Bostock begins a sort of ‘apostolic succession’, for he taught Kenneth Lindley, who re-directed blackline engraving and taught Ray Hedger. In 1936, he went up to the Royal College of Art where he was officially doing mural decoration, with etching, wood engraving and lithograph. "Paul Nash was at the college every Thursday and available to any student who took the trouble to take a folio to his room. Once I visited him and in a tutorial of about 1½ hours I think learned more about Art than from anyone else. He made such a vivid impression that I could relate in some detail what he told me all those years ago".

Bostock chose to print small editions by hand burnishing, normally about 30 or 40 impressions. Some blocks that were experimental, or to be used commercially, were not editioned. About five to ten proofs were printed from these blocks, they were usually signed. In some cases where demand was high, Bostock printed a further 10 to 30 impressions from the block as a second, and sometimes a third, edition. However, the editions rarely amount to more than 60 impressions in total. Bostock was often experimental in his approach to technique. Economic as well as innovative considerations led him to use a variety of materials as a matrix as well as the usual boxwood, endgrain block. During the I950s and 1960s Bostock experimented with colour on a few blocks, usually by overprinting with linoblocks. Although achieving some remarkable results Bostock considered that a black and white image was always more powerful.

In 1988 Bostock provided twelve small wood engraved prints to illustrate a reprint of poems by the poet, Edward Thomas.

..........

■ What is being asked: Copy out the entire passage on Bostock's engraving and printing word for word.

Entries drawn from a collection
..........

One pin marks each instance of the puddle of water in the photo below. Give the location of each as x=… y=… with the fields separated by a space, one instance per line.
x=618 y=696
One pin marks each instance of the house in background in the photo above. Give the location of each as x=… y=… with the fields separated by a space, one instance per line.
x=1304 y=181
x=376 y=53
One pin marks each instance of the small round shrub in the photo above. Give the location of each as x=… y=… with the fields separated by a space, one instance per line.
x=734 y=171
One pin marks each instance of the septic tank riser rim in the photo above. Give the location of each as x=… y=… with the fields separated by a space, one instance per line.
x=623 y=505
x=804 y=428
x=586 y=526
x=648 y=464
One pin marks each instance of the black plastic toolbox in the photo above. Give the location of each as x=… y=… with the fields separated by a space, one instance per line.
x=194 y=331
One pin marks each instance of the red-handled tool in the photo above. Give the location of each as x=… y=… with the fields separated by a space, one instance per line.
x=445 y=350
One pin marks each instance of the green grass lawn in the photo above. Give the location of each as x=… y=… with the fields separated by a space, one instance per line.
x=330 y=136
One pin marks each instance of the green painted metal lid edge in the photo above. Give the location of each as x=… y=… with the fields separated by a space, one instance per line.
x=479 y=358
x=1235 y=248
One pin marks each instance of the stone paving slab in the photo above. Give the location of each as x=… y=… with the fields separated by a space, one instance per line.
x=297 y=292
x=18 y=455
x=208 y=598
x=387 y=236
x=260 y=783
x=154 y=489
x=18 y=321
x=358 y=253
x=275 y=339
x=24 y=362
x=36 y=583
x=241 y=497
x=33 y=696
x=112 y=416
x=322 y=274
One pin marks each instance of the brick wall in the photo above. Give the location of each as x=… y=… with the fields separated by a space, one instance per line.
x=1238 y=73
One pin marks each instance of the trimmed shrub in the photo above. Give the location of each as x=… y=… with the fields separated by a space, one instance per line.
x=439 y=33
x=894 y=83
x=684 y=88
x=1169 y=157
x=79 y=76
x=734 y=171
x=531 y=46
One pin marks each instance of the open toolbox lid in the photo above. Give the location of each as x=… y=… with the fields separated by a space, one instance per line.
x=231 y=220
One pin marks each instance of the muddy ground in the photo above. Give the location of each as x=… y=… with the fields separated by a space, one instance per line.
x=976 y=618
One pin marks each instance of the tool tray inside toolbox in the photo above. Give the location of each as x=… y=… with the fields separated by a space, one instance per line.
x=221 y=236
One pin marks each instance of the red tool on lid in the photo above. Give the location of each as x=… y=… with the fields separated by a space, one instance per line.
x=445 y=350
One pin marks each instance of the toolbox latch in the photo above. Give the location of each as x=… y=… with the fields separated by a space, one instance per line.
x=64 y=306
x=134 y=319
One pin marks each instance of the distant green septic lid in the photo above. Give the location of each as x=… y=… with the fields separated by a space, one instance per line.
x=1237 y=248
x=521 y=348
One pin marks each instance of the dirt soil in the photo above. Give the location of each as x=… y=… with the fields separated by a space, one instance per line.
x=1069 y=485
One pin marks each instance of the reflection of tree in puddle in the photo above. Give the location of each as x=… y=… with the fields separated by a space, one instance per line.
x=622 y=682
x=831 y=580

..........

■ Response to the exercise:
Bostock begins a sort of ‘apostolic succession’, for he taught Kenneth Lindley, who re-directed blackline engraving and taught Ray Hedger. In 1936, he went up to the Royal College of Art where he was officially doing mural decoration, with etching, wood engraving and lithograph. "Paul Nash was at the college every Thursday and available to any student who took the trouble to take a folio to his room. Once I visited him and in a tutorial of about 1½ hours I think learned more about Art than from anyone else. He made such a vivid impression that I could relate in some detail what he told me all those years ago".

Bostock chose to print small editions by hand burnishing, normally about 30 or 40 impressions. Some blocks that were experimental, or to be used commercially, were not editioned. About five to ten proofs were printed from these blocks, they were usually signed. In some cases where demand was high, Bostock printed a further 10 to 30 impressions from the block as a second, and sometimes a third, edition. However, the editions rarely amount to more than 60 impressions in total. Bostock was often experimental in his approach to technique. Economic as well as innovative considerations led him to use a variety of materials as a matrix as well as the usual boxwood, endgrain block. During the I950s and 1960s Bostock experimented with colour on a few blocks, usually by overprinting with linoblocks. Although achieving some remarkable results Bostock considered that a black and white image was always more powerful.

In 1988 Bostock provided twelve small wood engraved prints to illustrate a reprint of poems by the poet, Edward Thomas.